Written instruction A
Turn everything in the listing from the line containing "We need ground-truth boxes for gravel" down to the line containing "We need ground-truth boxes for utility" into a Markdown table with columns Row and Line, leaving out blank lines.

===

Whenever I give a writing workshop, the first thing I ask the people to do is to write a list of their reasons for writing or for wanting to be a writer (not exactly the same thing). I then point out that I’m not going to ask to see the list, so they can be absolutely honest. Not all writing is done with the purest of motives, after all (vide the cavalier poets). And that seems like a good place to start here. How important is being published to you? Is it more important than enjoying the writing process? Do you pick your market before you start writing the story?

If so, then maybe you’re doing something wrong.

There’s so much good advice on this site already that there’s not much more I can add to it, but I will repeat Kim Wilkins’s point that you absolutely must write for its own sake. Write what you want to write… better still, write something you would want to read. When you’ve finished a first draft and are happy with it, then you can start worrying about who else might want to read it, and pick a market to submit to. If it’s not easily pigeonholed into a genre, read the magazines that are out there and see which editor’s tastes are closest to your own. If it’s rejected, pick another market, and try again. If you run out of markets, wait. New markets will appear.

My story "The Lady of Situations", had garnered at least thirteen rejections before Ellen Datlow bought it (I probably could have sold it if I was prepared to accept a token payment, but I thought the story was too good for that). I once spent several days researching a story about a war between Chicago mobsters and horses, and at the end, was convinced that this was too weird to send anywhere. I sold it two months later when an editor approached me saying he liked my stuff and needed a short story in a hurry for a new e-zine. I once wrote a comedy about the Mall of America being R’lyeh, and sent it to a few friends as a Christmas card, but I was sure no-one would ever buy it. The next year, one of my editors asked for stories for a collection called Cthulhu and the Co-eds. And so on.

Of course, when you’ve promised an editor a Dracula story by the end of the month, or signed a contract to write a sequel to your first epic fantasy novel, it may not be the best time to devote all your energy to writing a cross-dressing lesbian ghost cowboy romance. If you have a deadline, make sure you meet it; you can indulge your taste for weirdness in your own time. If/when you get to that stage, then writing has become your job – but it should never just be a job.

Whether you ever make a living from it or not, your writing should be exciting and entertaining for you as well as your reader, and your published work should be something you can take pride in. Now stop reading, and write! I need something amazing for the next issue of Borderlands!

===

Written instruction B
Answer these questions about the writing-advice essay above.
(i) How many rejections had "The Lady of Situations" garnered before it was bought?
(ii) Whose point about writing for its own sake does the essay repeat?
(iii) Which publication's next issue needs something amazing?

Given records
===

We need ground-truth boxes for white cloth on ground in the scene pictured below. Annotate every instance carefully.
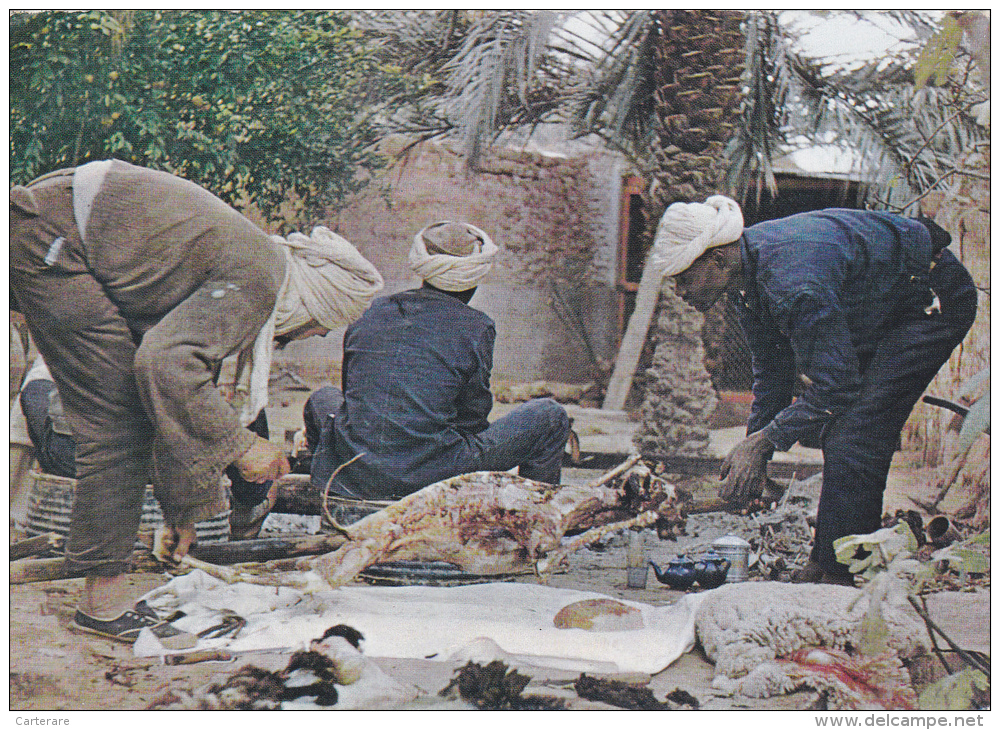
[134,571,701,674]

===

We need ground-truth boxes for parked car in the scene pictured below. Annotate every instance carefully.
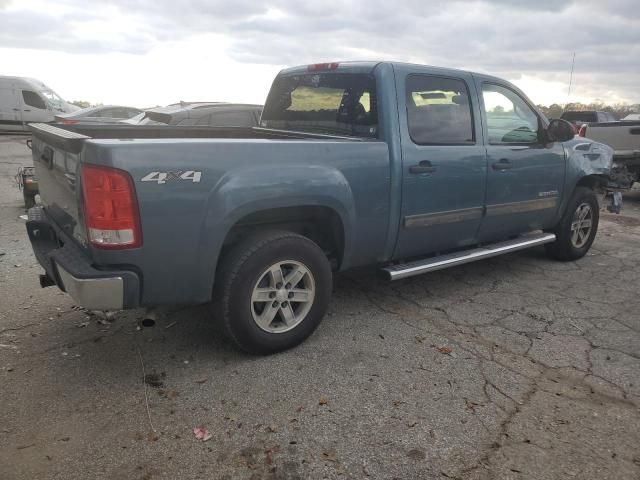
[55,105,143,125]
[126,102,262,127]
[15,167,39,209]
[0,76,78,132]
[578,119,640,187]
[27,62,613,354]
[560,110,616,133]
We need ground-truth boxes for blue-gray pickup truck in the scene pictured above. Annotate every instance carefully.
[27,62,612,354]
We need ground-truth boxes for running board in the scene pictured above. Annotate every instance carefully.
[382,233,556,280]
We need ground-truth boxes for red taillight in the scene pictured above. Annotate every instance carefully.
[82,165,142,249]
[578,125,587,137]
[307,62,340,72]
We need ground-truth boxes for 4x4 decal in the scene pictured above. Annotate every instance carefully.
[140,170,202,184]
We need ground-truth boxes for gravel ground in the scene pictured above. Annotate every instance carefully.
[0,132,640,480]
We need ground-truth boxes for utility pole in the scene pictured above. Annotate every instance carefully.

===

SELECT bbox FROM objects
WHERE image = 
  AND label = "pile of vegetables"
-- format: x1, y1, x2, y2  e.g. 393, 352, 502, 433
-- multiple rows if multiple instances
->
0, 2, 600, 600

===

Task answer A
| Row | Line |
|---|---|
| 1 | We need ground-truth boxes for gravel ground in the scene pictured above. Annotate every instance carefully. |
| 2 | [0,132,640,480] |
| 3 | We need ground-truth boxes for utility pole in the scene pictured above. Annotate every instance carefully. |

Task answer B
(i) At least thirteen.
(ii) Kim Wilkins's.
(iii) Borderlands.